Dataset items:

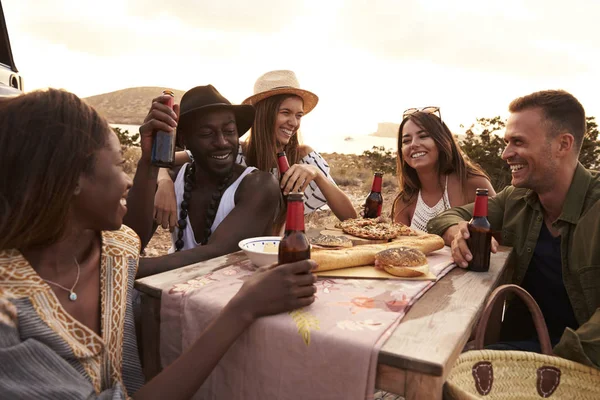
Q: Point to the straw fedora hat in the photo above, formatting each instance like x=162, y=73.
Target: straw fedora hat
x=281, y=82
x=207, y=98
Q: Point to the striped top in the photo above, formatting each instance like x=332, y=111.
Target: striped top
x=46, y=353
x=313, y=197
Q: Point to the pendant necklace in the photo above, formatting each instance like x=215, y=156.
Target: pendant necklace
x=72, y=294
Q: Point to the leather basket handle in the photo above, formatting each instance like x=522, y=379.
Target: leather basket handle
x=538, y=319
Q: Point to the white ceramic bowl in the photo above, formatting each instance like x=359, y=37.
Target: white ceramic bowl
x=255, y=249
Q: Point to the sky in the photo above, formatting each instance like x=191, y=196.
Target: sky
x=366, y=60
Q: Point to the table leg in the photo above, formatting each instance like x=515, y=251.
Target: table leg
x=390, y=379
x=150, y=334
x=421, y=386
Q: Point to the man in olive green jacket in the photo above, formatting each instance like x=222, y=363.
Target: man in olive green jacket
x=551, y=217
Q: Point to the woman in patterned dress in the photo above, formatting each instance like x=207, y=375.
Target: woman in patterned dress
x=433, y=175
x=67, y=264
x=280, y=106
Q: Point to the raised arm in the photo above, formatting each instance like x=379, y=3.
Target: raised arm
x=257, y=202
x=299, y=176
x=140, y=200
x=165, y=201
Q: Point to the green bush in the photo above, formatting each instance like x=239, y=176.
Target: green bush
x=126, y=139
x=380, y=159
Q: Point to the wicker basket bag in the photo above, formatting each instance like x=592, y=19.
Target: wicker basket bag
x=493, y=374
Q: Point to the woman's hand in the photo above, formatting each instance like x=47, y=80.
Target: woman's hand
x=276, y=289
x=160, y=117
x=298, y=177
x=165, y=204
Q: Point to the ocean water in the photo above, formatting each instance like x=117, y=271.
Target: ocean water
x=326, y=143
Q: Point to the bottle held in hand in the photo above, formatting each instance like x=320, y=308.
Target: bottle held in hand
x=480, y=234
x=294, y=245
x=282, y=164
x=163, y=144
x=374, y=202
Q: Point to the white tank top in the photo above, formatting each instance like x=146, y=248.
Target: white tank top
x=225, y=206
x=423, y=213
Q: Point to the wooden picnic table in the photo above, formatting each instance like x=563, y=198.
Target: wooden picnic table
x=415, y=360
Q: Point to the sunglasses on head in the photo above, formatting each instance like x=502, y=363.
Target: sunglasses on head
x=427, y=110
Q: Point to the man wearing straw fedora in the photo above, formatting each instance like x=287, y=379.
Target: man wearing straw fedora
x=551, y=217
x=219, y=202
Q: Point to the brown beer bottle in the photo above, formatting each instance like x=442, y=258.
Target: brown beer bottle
x=282, y=164
x=480, y=234
x=163, y=145
x=374, y=202
x=294, y=245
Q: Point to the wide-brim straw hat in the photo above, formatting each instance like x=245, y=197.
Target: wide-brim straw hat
x=281, y=82
x=207, y=98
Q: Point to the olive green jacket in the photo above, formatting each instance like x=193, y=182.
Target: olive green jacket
x=517, y=214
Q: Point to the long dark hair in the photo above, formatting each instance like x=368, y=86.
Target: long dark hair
x=450, y=159
x=261, y=150
x=47, y=140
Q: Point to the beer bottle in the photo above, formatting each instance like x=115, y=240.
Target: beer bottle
x=374, y=202
x=294, y=245
x=282, y=163
x=480, y=234
x=163, y=144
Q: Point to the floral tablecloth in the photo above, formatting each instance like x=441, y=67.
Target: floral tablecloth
x=325, y=351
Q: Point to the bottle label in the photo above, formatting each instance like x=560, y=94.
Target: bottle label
x=480, y=209
x=295, y=216
x=283, y=164
x=376, y=184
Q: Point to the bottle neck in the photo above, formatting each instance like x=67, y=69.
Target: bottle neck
x=480, y=209
x=282, y=164
x=295, y=216
x=376, y=184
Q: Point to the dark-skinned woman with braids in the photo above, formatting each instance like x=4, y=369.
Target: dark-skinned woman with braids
x=68, y=263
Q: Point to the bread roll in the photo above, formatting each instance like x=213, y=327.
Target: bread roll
x=365, y=254
x=402, y=261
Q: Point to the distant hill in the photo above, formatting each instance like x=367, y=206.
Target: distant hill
x=387, y=129
x=128, y=106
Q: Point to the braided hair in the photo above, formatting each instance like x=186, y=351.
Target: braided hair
x=211, y=212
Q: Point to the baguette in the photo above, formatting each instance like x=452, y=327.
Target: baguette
x=328, y=260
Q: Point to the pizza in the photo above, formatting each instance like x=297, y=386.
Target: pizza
x=330, y=241
x=375, y=228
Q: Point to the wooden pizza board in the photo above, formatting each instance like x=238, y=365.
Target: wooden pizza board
x=356, y=241
x=370, y=272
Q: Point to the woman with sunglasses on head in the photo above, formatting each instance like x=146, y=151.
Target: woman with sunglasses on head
x=67, y=264
x=280, y=106
x=433, y=174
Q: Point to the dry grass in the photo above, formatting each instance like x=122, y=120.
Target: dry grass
x=346, y=169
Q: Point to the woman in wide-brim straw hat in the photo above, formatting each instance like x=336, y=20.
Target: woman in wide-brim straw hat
x=280, y=105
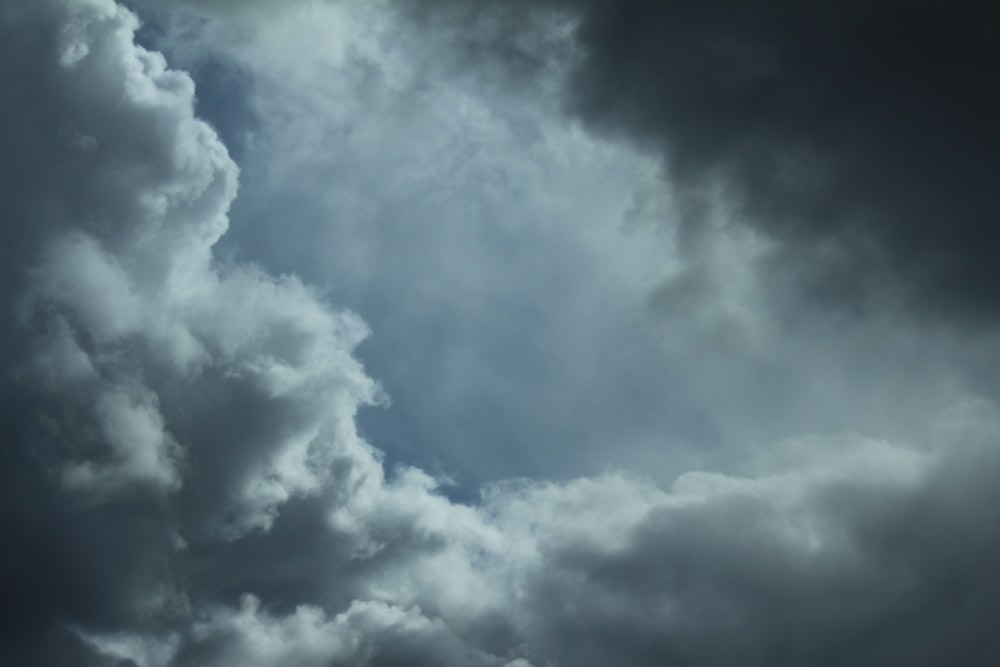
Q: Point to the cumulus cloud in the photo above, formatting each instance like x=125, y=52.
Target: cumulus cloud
x=184, y=485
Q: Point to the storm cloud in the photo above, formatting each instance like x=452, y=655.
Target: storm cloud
x=860, y=139
x=183, y=479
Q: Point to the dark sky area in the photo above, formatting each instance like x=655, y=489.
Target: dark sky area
x=513, y=334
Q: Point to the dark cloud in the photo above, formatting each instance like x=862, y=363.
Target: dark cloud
x=860, y=138
x=183, y=484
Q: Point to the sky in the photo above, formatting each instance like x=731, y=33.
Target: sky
x=510, y=334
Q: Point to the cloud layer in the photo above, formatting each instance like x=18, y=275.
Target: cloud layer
x=183, y=482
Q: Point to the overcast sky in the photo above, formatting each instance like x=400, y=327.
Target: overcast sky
x=516, y=334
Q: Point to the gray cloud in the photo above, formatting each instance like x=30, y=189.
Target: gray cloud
x=859, y=138
x=183, y=483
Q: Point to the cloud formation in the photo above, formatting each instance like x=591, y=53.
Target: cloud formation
x=183, y=482
x=859, y=139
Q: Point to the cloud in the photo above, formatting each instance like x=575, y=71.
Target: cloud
x=183, y=482
x=860, y=140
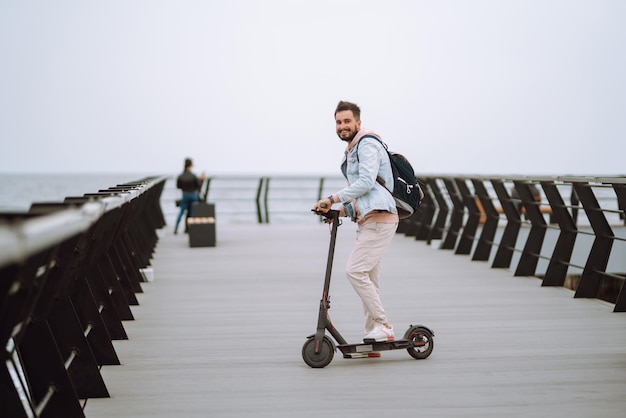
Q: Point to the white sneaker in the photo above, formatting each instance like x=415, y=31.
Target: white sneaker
x=380, y=333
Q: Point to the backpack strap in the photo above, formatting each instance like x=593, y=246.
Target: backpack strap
x=379, y=180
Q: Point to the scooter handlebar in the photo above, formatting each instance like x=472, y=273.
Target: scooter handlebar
x=330, y=215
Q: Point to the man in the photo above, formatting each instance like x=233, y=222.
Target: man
x=190, y=185
x=369, y=204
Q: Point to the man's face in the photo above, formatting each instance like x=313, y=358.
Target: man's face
x=346, y=125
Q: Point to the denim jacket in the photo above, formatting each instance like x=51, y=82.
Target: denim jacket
x=363, y=193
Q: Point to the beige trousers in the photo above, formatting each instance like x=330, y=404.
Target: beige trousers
x=363, y=268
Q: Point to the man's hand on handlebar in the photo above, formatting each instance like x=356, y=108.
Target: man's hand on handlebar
x=322, y=206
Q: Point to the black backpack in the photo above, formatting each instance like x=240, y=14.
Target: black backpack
x=406, y=189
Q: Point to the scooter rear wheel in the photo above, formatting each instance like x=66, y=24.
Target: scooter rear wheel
x=423, y=342
x=321, y=359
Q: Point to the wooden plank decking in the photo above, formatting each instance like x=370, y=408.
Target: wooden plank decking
x=219, y=331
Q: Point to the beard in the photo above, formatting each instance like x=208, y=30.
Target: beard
x=349, y=138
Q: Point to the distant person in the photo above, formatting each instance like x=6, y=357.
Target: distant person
x=190, y=184
x=372, y=207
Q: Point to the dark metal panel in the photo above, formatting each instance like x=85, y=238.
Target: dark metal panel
x=562, y=254
x=601, y=249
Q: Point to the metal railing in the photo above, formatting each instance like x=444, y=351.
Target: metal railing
x=69, y=272
x=475, y=215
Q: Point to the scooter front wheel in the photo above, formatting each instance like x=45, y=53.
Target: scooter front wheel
x=321, y=359
x=422, y=340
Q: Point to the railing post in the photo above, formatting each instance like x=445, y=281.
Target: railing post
x=258, y=200
x=464, y=247
x=425, y=215
x=436, y=232
x=456, y=221
x=504, y=254
x=532, y=249
x=490, y=226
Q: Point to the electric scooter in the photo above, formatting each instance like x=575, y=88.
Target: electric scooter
x=319, y=348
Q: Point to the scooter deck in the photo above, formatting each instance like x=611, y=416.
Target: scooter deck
x=370, y=346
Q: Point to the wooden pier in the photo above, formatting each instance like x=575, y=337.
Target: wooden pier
x=219, y=332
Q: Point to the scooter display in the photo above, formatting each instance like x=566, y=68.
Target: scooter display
x=319, y=349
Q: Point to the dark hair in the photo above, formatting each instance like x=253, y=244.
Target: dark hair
x=356, y=111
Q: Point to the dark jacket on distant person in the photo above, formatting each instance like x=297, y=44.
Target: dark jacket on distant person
x=188, y=182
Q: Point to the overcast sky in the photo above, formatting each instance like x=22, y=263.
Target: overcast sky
x=247, y=86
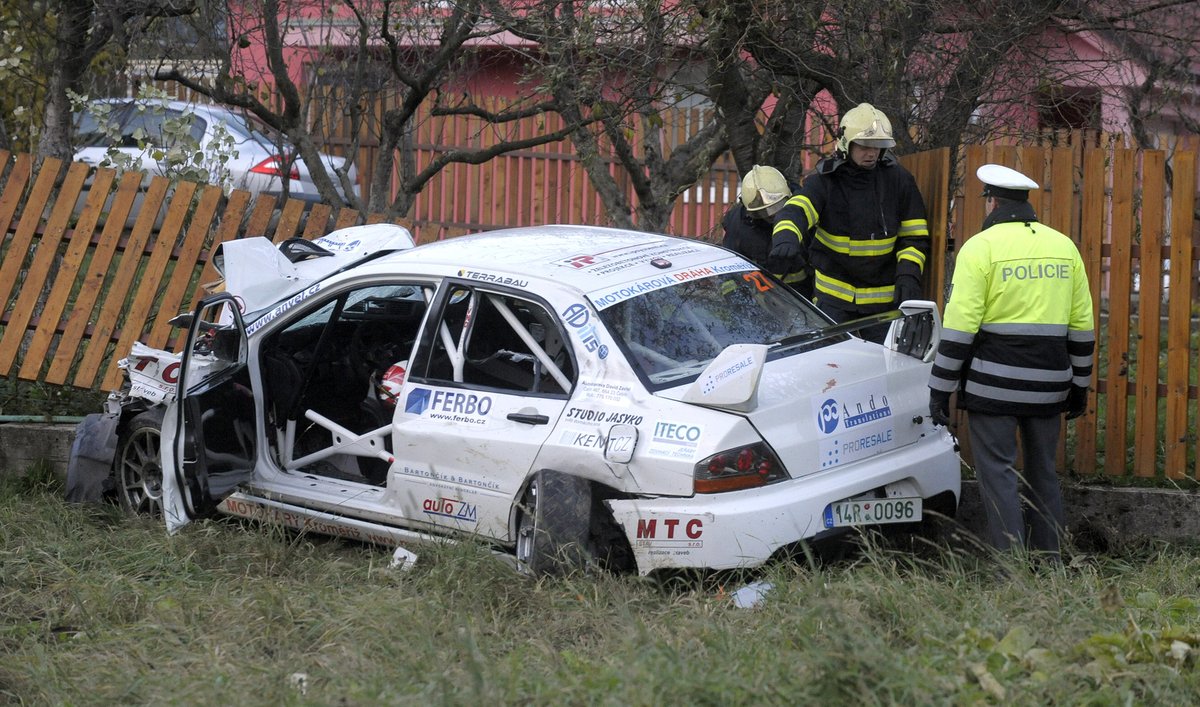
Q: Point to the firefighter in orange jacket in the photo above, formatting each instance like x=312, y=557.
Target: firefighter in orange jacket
x=859, y=222
x=1017, y=343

Work instructions
Can you output the lines from the beginning of the material through the line that contains "x=538, y=319" as a JSON list of strings, one string per line, with blank lines dropped and the pictures left out?

Response to the task
[
  "Q: Point to the straw fedora hat in the photo above, formatting each instance like x=162, y=73.",
  "Target: straw fedora hat",
  "x=281, y=82",
  "x=207, y=98",
  "Q: Point to the striped top in the photo above, formatting each instance like x=332, y=111.",
  "Target: striped top",
  "x=46, y=353",
  "x=313, y=197",
  "Q: Point to the pendant necklace in the photo above, formatting each instance like x=215, y=156.",
  "Target: pendant necklace",
  "x=72, y=294",
  "Q: Point to the leather basket handle in the photo above, formatting each instance like x=522, y=379.",
  "Target: leather basket handle",
  "x=538, y=319"
]